§ SOURCE EXCERPT
━━━━━━━━━━━━━━━━

News of Toys "R" Us closing rocked the parenting world this week, leaving many wondering how soon the store would officially shutter. It's all happening fast. Store closure notices have already been filed and those take about 60 days to go into effect, reported CNN Money. So we have approximately 2 months left to stock up on baby goods (yes, sadly, Babies "R" Us is also going bye-bye). If you are a coupon clipper, you may be wondering, "What happens if I have a Toys "R" Us coupon?"
Gift cards are valid for the next 30 days, according to FOX 8, while Toys "R" Us rewards points can be used until Wednesday, March 21, a Toys "R" Us rep says to Romper in an email. Toys "R" Us store coupons specifically will not be accepted at closing stores, according to the Toys "R" Us website. However, the site notes a few exceptions: giveaways, Birthday Club coupons, rewards redemption coupons, registry completion coupons and instant Credit Thursdays will be accepted.
But in reality, coupons are probably a moot point anyway. Both Toys "R" Us and Babies "R" Us are starting to run liquidation sales, that are predicted to grow in size the closer to the final door closing, reported The Washington Post. If you shop now, you may score 25 percent off, but if you wait another few weeks you could get crazy big discounts. It's a gamble though because if you wait, you never know if the items you have your eye on we'll still be available. It also should be noted that all liquidation sales will be final, according to the Toys "R" Us website.
What else do you need to know about the Toys "R" Us or Babies "R" Us impending store closings? If you have an item already on layaway, you will be notified by the store to pay it off, pick it up, or open the layaway at a different store, according to the store's website. "If layaway items are not picked up by the deadline, we will cancel your order and waive any applicable fees. Deadlines will vary by location," explained the store closing FAQ section.
Additionally, the store's "Price Match Promise," (i.e. if you found an item advertised for cheaper elsewhere, they would match the lower price) will no longer be in effect at closing stores.

━━━━━━━━━━━━━━━━

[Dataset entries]
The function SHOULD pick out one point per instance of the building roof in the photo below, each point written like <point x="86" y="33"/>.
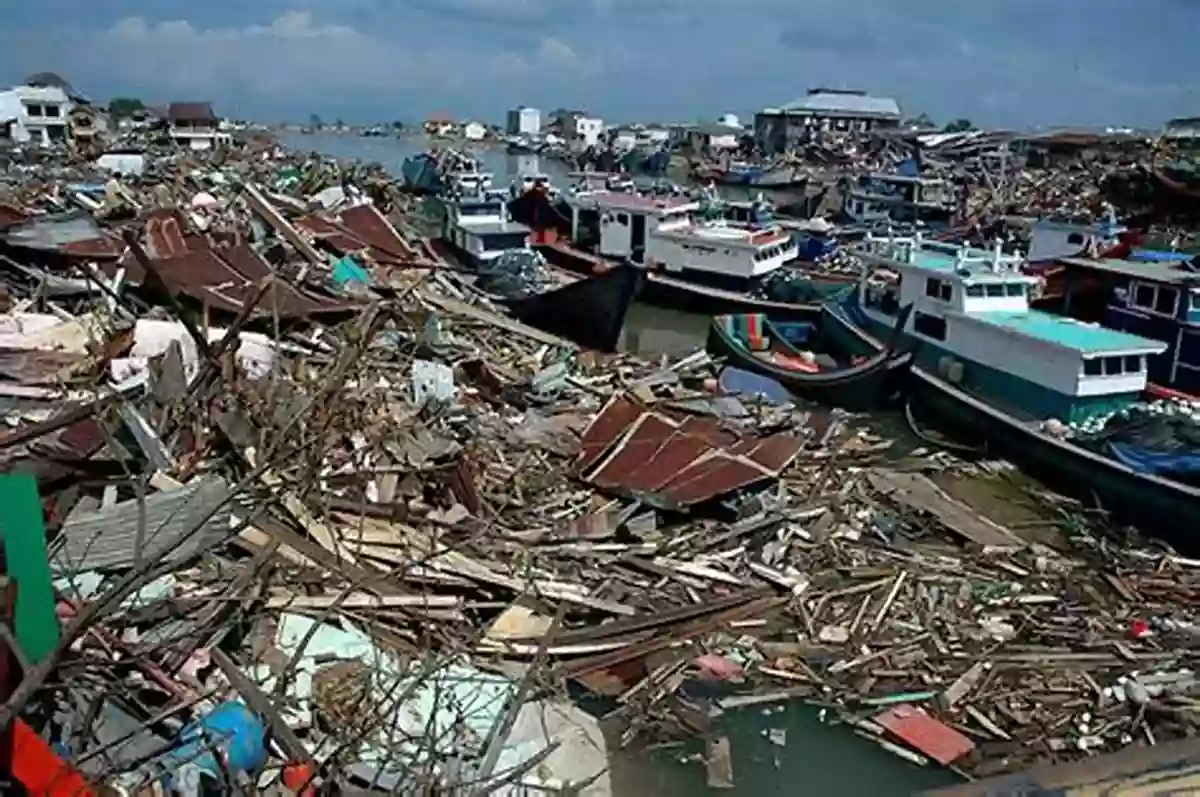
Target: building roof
<point x="858" y="103"/>
<point x="191" y="112"/>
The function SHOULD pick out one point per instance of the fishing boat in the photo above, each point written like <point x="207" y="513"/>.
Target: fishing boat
<point x="1017" y="377"/>
<point x="479" y="237"/>
<point x="899" y="197"/>
<point x="694" y="263"/>
<point x="751" y="175"/>
<point x="784" y="351"/>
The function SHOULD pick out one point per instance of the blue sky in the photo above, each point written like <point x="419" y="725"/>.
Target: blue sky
<point x="1015" y="63"/>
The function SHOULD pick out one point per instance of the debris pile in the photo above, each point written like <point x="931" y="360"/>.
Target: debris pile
<point x="282" y="510"/>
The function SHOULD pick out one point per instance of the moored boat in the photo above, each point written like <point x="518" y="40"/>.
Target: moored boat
<point x="1020" y="379"/>
<point x="785" y="352"/>
<point x="589" y="310"/>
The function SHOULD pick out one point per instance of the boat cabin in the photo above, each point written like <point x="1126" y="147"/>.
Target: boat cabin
<point x="1159" y="300"/>
<point x="900" y="197"/>
<point x="1050" y="240"/>
<point x="480" y="229"/>
<point x="664" y="233"/>
<point x="972" y="319"/>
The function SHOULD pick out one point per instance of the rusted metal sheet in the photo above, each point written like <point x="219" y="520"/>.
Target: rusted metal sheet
<point x="609" y="424"/>
<point x="337" y="237"/>
<point x="371" y="226"/>
<point x="924" y="733"/>
<point x="11" y="215"/>
<point x="165" y="235"/>
<point x="628" y="447"/>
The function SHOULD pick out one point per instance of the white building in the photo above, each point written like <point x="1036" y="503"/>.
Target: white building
<point x="193" y="125"/>
<point x="588" y="129"/>
<point x="523" y="121"/>
<point x="37" y="114"/>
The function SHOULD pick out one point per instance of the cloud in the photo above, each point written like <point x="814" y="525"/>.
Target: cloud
<point x="997" y="61"/>
<point x="297" y="57"/>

━━━━━━━━━━━━━━━━

§ SHORT PROBLEM 1
Repeat the store-closing article word for word, everything from "Additionally, the store's" down to "at closing stores.".
§ SHORT PROBLEM 2
Answer these questions using the store-closing article.
(a) About how long do store closure notices take to go into effect?
(b) Until what date can rewards points be used?
(c) What discount might shoppers get if they shop now?

§ CORRECT RESULT 1
Additionally, the store's "Price Match Promise," (i.e. if you found an item advertised for cheaper elsewhere, they would match the lower price) will no longer be in effect at closing stores.

§ CORRECT RESULT 2
(a) About 60 days.
(b) Wednesday, March 21.
(c) 25 percent off.